:: SOURCE TEXT ::

** Begin **

As Major League Baseball steps up negotiations with Northern Virginia over relocating the Montreal Expos, a key question has yet to be answered: whether the Virginia General Assembly will back the bonds needed to pay for a $360 million stadium near Dulles International Airport.
Powerful legislators across the state's political spectrum have voiced conflicting views just as major league officials say they are nearing the end of a protracted -- and highly secretive -- selection process. That lengthy procedure has pitted Virginia against the District and other cities in a hectic competition to be home to the financially ailing Expos.
The District also would require legislation to build a publicly funded stadium, but Virginia's bid has recently been complicated by timing. Major league officials, who say they want to decide the fate of the Expos by November, are seeking immediate assurances from Virginia that the state would endorse the ballpark financing plan. But the General Assembly does not convene until January.
That has left supporters and opponents of Virginia's tangled, public-private ballpark financing plan scurrying to make their cases to Major League Baseball without the benefit of a vote. The Virginia Baseball Stadium Authority, which was created by the legislature to finance and build a ballpark, has yet to provide legislators with an explanation of how the financing plan would affect the state budget, which lawmakers just finished piecing together after an extended fight.
"We anticipate it will have a positive impact, but the impact has not been calculated," said stadium authority spokesman Brian Hannigan, adding that legislators will be briefed well before they vote. "We intend to provide them with every bit of information needed to make an educated decision," he said.
Some lawmakers said they would need time to consider the financing question, given the high stakes.
"It's something we should enter in very carefully," said Sen. Emmett W. Hanger Jr. (R-Augusta), a member of the Finance Committee. "Sure, I'd love the state to have a baseball team. . . . I'd like us to have basketball and football teams, too. But we need to be careful on how this is going to impact our credit rating."
At issue is whether the state should put its "moral authority" behind bonds used to fund construction of a stadium.

** End **

:: WRITTEN TASKS ::
[1] According to the Expos article, why has timing complicated Virginia's bid?
[2] Can you copy the Expos article word for word, everything from "The District also" down to "an extended fight."?
[3] In the Expos article, which sports does Sen. Emmett W. Hanger Jr. say he would like the state to have teams in?
Answer using only the Expos article.

:: PROVIDED MATERIAL ::
** Begin **

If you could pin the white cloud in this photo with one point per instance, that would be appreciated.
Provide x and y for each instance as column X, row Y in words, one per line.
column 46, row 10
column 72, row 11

** End **

:: OUTPUTS ::
[1] Major league officials want to decide the Expos' fate by November and are asking Virginia for immediate assurances that the state would endorse the ballpark financing plan. The General Assembly, however, does not convene until January, so no vote can happen before then.

[2]
The District also would require legislation to build a publicly funded stadium, but Virginia's bid has recently been complicated by timing. Major league officials, who say they want to decide the fate of the Expos by November, are seeking immediate assurances from Virginia that the state would endorse the ballpark financing plan. But the General Assembly does not convene until January.
That has left supporters and opponents of Virginia's tangled, public-private ballpark financing plan scurrying to make their cases to Major League Baseball without the benefit of a vote. The Virginia Baseball Stadium Authority, which was created by the legislature to finance and build a ballpark, has yet to provide legislators with an explanation of how the financing plan would affect the state budget, which lawmakers just finished piecing together after an extended fight.

[3] Baseball, basketball and football.